§ **Tarefa proposta A**
Indique se cada afirmação abaixo está de acordo com o texto sobre Gregório Bezerra, respondendo sim ou não e citando literalmente as palavras do texto que decidem a resposta. (i) Gregório Bezerra nasceu em Panelas, no agreste pernambucano. (ii) Ele já sabia ler quando se mudou para o Recife. (iii) Ele se filiou ao Partido Comunista Brasileiro em 1930.

§ **Texto apresentado**
Memória: Gregório Bezerra

Por Camila Oliver

 

Nascido com o século que o homem transformou
Um camponês soldado feito de ferro e flor
Agora canto alto e forte em sua memória
Gregório está presente a lutar em nossa história

( Século de Ferro e Flor – Subversivos)

 

No dia 13 de março de 1900, na cidade de Panelas, no agreste pernambucano, nasceu Gregório Lourenço Bezerra. O destacado dirigente do Partido Comunista Brasileiro, que passou 22 anos de sua vida preso por motivos exclusivamente políticos, teve sua história contada no cordel “História de um Valente”, escrito por Ferreira Gullar, sendo imortalizado na literatura como um homem “feito de ferro e de flor”.

Com apenas quatro anos de idade, Gregório Bezerra iniciou o trabalho na lavoura de cana-de-açúcar e, aos nove anos, já havia se tornado órfão de ambos os pais. Por esse motivo, como muitas crianças nordestinas, migrou do campo para a cidade, no seu caso, para o Recife, para morar com a família dos fazendeiros com a promessa de estudar. Promessa essa que, como também era recorrente, não foi cumprida e Gregório permaneceu analfabeto até os seus 25 anos.

Pobres e sem-teto, dormiu por muito tempo entre as catacumbas do cemitério de Santo Amaro. Para sustentar-se, foi carregador de bagagens na estação central, jornaleiro e ajudante de obras. Na profissão de jornaleiro, tinha cesso às notícias a partir da leitura que os seus colegas faziam para ele dos jornais locais, passando a interessar-se pela política. Em 1917, trabalhou como operário da construção civil, sendo preso pela primeira vez neste mesmo ano, enquanto participava de uma passeata em Recife em apoio à Revolução Bolchevique e às primeiras ondas de greve geral por direitos trabalhistas no Brasil.

Permaneceu preso por cinco anos na Casa de Detenção do Recife, sendo libertado em 1922, mesmo ano em que se apresentou ao Exército para prestar serviço militar. Foi neste período da carreira militar que Gregório Bezerra alfabetizou-se, entrando para a escola de sargentos em 1929 e tornando-se instrutor da Companhia de Metralhadoras Pesadas na Vila Militar e instrutor de Esportes, no Rio de Janeiro. Transferido para Recife, já como sargento, em 1930 filiou-se ao Partido Comunista Brasileiro (PCB).

§ **Registros**
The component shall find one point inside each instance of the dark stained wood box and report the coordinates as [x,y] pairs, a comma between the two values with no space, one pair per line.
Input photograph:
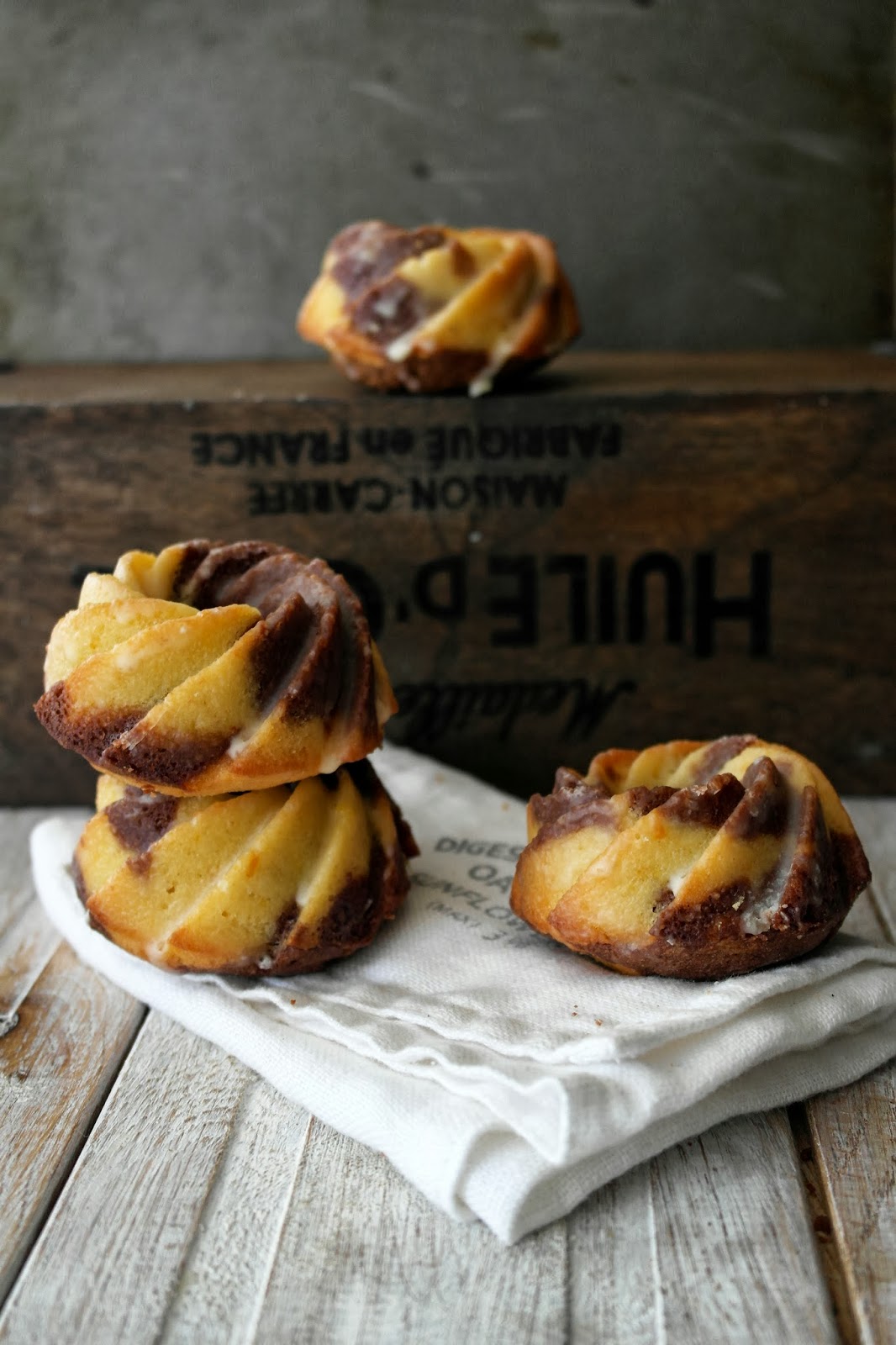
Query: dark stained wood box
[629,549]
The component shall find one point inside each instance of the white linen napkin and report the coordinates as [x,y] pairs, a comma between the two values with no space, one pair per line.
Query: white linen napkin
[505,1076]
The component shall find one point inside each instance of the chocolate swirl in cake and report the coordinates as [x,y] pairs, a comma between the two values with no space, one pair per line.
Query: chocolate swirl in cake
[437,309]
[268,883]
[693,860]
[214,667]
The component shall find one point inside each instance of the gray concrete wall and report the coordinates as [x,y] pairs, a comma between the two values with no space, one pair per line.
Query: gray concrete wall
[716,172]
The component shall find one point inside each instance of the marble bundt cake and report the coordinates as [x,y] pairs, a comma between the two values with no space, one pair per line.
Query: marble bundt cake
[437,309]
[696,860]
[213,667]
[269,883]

§ **Tarefa proposta B**
Por favor, reproduza sem alterações as linhas dos registros que vão da linha que contém "of the gray" até o fim dos registros, com ambas as extremidades incluídas.

§ **Resposta correta A**
(i) Sim: "na cidade de Panelas, no agreste pernambucano, nasceu Gregório Lourenço Bezerra".
(ii) Não: "Gregório permaneceu analfabeto até os seus 25 anos".
(iii) Sim: "em 1930 filiou-se ao Partido Comunista Brasileiro (PCB)".

§ **Resposta correta B**
The component shall find one point inside each instance of the gray concrete wall and report the coordinates as [x,y] pairs, a comma between the two values with no space, one pair per line.
Query: gray concrete wall
[716,172]
The component shall find one point inside each instance of the marble bundt cake and report the coordinates as [x,y] pairs, a comma between the two values with no space, one pair per line.
Query: marble bundt cake
[437,309]
[696,860]
[213,667]
[269,883]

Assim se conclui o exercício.